▶ **Aim of the exercise**: Copy out the part of the Netstorm review starting at "Netstorm is a" and ending at "supports 2 players.", word for word.

▶ **Excerpt**:
[BEGIN]
Netstorm is a real time strategy game with a twist- it was designed from the outset for multiple players across networks, and even more incredibly, to run in a satisfactory manner with 14.4 Kbps modems. Whilst I can’t claim to have tried that, I have happily run it under 33.6Kbps with pretty much no lag.

The other hardware requirements are similarly modest, making it great for LAN parties as successful running is pretty much guaranteed; and it gives the older machines on your network something to do. I picked it up on budget release (under the Activision Essential Collection range) cheaply and was pretty much hooked from the start. Each CD supports 2 players.

Unlike most RTS games, units are not built in factories and amassed until you send everything towards the opponent- in fact, the majority of Netstorm units cannot move! The action is set on floating islands, the catch being that they float in the air, not water. Each player has a high priest, and the aim is to capture your opponents’ priests, bring them to your island and fend off counter-attacks long enough to complete a sacrifice to the furies- the three elemental powers that grant knowledge.

The resource is storm power- found in storm geysers which may exist on your island but tend to be some distance away, floating in mid-air. One of the challenges of netstorm is in building bridges to things such as geysers- rather than being straight, you are offered a random selection of tetris-like blocks to link together, and should bridges be left unattached they tend to crumble away rendering further building off of them impossible.

In addition to storm power, which finances the creation of units and buildings, Energy is required. There are three flavours of energy- wind, rain and thunder. Some units are energy specific, whereas others don’t care about the type, just the quantity (these are known as sun units). Energy is generated continuously by the relevant temple, but its range is restricted, and so generators need to be deployed which further extend the range.

Of most interest are the Battle Units, which as the name suggests engage in attacking or defending. As hinted earlier, these are generally static emplacements built directly on islands or off of bridges, within range of the appropriate quantity and type of energy and for a certain storm cost. Although power is important, the key decision when building units is their positioning. The simplest example is of the sun cannon and sun disc thrower. The cannon is the more powerful of the two, but once placed can only fire directly north, south, east or west (and can’t move). By contrast, the disc thrower is weaker and has a shorter range, but its field of fire is circular and hence if placed diagonally adjacent to a sun cannon, can destroy that weapon without being targeted itself. Once deployed weapons fire automatically and require no further storm power or energy input. The wide assortment of ranges, fire-arcs and (in)vulnerabilities creates what is in effect a highly complex version of scissors-paper-stone.

Although battle units cannot move, mobility is required to harvest storm power or to collect captured priests or use spells, and these tasks are carried out by transports. Moving units that stray into the fire-arc of battle units will be attacked and destroyed (or in the case of Priests, immobilised, ready for capture and sacrifice).
[END]
▶ **Information shown**:
[BEGIN]
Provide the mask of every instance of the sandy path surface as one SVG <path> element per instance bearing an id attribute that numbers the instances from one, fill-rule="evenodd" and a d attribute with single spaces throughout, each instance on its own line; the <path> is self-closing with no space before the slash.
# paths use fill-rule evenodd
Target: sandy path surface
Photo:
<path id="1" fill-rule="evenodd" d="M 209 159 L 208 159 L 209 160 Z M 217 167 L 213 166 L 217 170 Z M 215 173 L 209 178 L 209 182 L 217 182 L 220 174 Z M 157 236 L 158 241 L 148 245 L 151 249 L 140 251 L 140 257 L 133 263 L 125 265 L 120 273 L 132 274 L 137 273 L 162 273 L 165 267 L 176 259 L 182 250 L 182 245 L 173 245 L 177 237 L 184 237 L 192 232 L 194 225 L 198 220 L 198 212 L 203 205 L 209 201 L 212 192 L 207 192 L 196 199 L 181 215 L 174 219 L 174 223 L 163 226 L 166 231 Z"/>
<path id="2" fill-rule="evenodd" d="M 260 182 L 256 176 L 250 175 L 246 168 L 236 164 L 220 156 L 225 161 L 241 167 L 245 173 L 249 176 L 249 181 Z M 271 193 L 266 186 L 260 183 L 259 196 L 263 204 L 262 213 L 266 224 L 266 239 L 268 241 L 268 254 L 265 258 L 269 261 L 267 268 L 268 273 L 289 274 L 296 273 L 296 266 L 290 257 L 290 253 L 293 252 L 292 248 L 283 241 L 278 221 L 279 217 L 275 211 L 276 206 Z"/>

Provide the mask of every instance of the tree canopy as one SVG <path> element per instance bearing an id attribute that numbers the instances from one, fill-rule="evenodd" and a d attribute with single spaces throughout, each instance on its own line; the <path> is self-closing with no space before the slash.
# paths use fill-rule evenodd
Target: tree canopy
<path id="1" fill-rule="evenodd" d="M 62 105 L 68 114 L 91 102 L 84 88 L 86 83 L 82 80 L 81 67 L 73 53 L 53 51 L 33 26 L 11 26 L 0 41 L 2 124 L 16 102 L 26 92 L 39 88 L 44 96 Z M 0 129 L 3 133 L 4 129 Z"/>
[END]
▶ **Exercise answer**:
Netstorm is a real time strategy game with a twist- it was designed from the outset for multiple players across networks, and even more incredibly, to run in a satisfactory manner with 14.4 Kbps modems. Whilst I can’t claim to have tried that, I have happily run it under 33.6Kbps with pretty much no lag.

The other hardware requirements are similarly modest, making it great for LAN parties as successful running is pretty much guaranteed; and it gives the older machines on your network something to do. I picked it up on budget release (under the Activision Essential Collection range) cheaply and was pretty much hooked from the start. Each CD supports 2 players.